== WORK REQUEST 1 ==
In the text on US bond yields and Indian stocks, decide whether each statement below agrees with it. (a) The BSE Sensex ended below the 50,000 mark on 22nd Feb. (b) The yield on the 10-year US bond fell from 1.36 % to 1.01 % this week. (c) Rising US bond yields are given as the only reason for the market's weakness. For each, answer yes or no and quote the deciding words.
== WORK REQUEST 2 ==
Pick up the piece on US bond yields and Indian stocks after its final sentence and keep writing it.

The recent fall in the stock market is largely due to rising US bond yields. The fundamentals of Indian equity remain the same. Expect short term hiccups but it’s the long term you should keep your eye on.

What’s the news?

Rising US Government bond yields are having an impact on Indian stock market performance

What does that mean?

Indian stock market Indices saw a fall over the past few days with the BSE Sensex ending below the 50,000 mark on 22nd Feb. 

While multiple reasons are behind the weakness in the market, the one being talked about the most is the rising yield of the US Government Bond. The yield on the 10-year bond moved up from the recent low of 1.01 % to 1.36 % this week. 

Bond yields play a big role in how Foreign Portfolio Investors (FPI) invest. Historically, it has been seen that when bond yields rise in the US, FPIs move out of Indian equities. A higher return on treasury bonds in the US leads investors to move their asset allocation from more risky emerging market equities or debt to US Treasury which is perceived to be a safer investment instrument.

[Saved entries]

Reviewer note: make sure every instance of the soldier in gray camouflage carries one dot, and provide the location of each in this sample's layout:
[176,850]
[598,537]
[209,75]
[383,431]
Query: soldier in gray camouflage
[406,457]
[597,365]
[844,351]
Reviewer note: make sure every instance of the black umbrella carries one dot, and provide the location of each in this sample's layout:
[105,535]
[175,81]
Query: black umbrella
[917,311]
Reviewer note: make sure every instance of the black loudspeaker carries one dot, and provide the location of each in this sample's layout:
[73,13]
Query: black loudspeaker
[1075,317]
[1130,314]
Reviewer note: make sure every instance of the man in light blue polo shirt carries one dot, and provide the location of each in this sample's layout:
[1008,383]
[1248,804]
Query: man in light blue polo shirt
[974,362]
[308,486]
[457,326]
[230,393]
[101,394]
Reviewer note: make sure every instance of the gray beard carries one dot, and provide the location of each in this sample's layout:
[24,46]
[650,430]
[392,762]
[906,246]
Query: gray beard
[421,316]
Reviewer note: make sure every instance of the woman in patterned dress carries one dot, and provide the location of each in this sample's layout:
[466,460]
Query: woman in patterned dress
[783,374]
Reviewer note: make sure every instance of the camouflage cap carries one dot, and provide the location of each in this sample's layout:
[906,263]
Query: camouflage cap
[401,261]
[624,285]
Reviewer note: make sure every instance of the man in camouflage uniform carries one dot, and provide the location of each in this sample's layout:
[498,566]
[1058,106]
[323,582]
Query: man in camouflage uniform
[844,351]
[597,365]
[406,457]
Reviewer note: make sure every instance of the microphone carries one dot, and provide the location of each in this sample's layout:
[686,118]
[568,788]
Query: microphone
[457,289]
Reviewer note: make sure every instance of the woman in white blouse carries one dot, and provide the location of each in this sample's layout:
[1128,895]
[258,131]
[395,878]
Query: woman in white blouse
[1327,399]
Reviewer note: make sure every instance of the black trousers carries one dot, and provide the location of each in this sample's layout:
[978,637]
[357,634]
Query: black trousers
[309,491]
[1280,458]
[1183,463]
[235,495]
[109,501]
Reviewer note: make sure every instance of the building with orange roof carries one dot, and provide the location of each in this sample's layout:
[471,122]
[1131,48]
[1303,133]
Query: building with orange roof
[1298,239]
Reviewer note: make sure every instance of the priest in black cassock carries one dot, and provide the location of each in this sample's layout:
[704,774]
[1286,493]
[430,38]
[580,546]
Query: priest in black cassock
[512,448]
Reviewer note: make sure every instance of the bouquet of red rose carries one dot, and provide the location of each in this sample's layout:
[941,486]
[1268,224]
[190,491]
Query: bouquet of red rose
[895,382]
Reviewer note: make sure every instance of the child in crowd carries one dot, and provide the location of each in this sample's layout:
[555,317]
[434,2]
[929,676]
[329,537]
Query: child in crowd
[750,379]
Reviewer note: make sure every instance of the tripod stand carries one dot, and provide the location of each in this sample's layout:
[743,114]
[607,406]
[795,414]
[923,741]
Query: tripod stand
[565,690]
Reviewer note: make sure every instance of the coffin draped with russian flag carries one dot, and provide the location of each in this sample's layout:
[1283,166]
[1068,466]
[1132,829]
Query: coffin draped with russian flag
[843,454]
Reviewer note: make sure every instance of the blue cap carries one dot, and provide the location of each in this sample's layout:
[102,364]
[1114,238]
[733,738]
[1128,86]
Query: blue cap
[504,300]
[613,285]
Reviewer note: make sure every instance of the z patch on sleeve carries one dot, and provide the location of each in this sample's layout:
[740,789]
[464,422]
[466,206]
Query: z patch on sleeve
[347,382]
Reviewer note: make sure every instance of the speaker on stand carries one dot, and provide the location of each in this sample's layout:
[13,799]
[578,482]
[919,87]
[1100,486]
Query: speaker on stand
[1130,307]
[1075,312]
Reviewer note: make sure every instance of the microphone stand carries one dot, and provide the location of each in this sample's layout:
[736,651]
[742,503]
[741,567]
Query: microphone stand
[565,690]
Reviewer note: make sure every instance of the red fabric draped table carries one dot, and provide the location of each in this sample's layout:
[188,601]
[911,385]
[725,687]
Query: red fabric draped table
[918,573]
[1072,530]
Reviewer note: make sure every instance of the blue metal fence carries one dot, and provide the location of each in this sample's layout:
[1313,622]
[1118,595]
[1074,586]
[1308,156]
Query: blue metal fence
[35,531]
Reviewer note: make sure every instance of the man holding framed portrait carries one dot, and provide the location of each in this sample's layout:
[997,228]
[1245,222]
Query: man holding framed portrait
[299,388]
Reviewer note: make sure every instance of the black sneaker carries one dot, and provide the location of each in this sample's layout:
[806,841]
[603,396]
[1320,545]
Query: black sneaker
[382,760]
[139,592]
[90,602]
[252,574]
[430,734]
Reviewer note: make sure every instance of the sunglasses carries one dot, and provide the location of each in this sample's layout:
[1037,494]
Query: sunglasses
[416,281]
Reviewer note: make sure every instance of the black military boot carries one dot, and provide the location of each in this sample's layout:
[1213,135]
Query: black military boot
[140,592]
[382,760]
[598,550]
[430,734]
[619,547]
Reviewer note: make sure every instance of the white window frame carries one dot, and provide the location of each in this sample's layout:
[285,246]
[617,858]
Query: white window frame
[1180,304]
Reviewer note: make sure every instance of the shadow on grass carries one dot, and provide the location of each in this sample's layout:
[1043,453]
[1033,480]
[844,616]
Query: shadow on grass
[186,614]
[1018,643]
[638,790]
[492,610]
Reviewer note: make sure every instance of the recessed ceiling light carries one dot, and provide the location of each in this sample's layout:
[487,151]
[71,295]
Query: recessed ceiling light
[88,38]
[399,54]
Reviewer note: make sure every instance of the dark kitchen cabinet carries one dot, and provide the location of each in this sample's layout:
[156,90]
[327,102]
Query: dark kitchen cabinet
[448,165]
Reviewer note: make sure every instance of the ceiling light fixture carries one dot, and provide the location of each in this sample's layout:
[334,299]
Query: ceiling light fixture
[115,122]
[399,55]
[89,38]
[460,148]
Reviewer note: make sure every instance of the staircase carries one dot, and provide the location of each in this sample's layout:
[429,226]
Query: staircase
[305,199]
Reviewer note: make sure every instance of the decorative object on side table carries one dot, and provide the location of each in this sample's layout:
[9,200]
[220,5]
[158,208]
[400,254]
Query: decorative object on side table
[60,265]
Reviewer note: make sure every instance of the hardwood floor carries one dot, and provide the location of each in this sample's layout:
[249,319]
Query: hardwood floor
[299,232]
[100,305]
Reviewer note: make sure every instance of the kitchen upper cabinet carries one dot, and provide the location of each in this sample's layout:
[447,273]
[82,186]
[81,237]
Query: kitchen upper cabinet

== EXERCISE ANSWER 1 ==
(a) Yes: "with the BSE Sensex ending below the 50,000 mark on 22nd Feb."
(b) No: "The yield on the 10-year bond moved up from the recent low of 1.01 % to 1.36 % this week."
(c) No: "While multiple reasons are behind the weakness in the market"

== EXERCISE ANSWER 2 ==
In addition to the reason above, other factors that are on the top of investors mind include fears of a second wave of covid-19 infections; a likely surge in inflation and higher crude prices.

While these factors play a role in the short term, the long term investor should not be impacted. The long term prospects of an asset is a function of the underlying value that the investment will generate over time. We continue to believe that Corporate India holds much promise over the long run.

How does this affect your wealth?

Short term movements may show variations in portfolio values, Investors need to remember that the inherent attractiveness of the asset class does not change on a day to day basis. While in the short term, markets are voting machines, in the long run – they are weighing machines.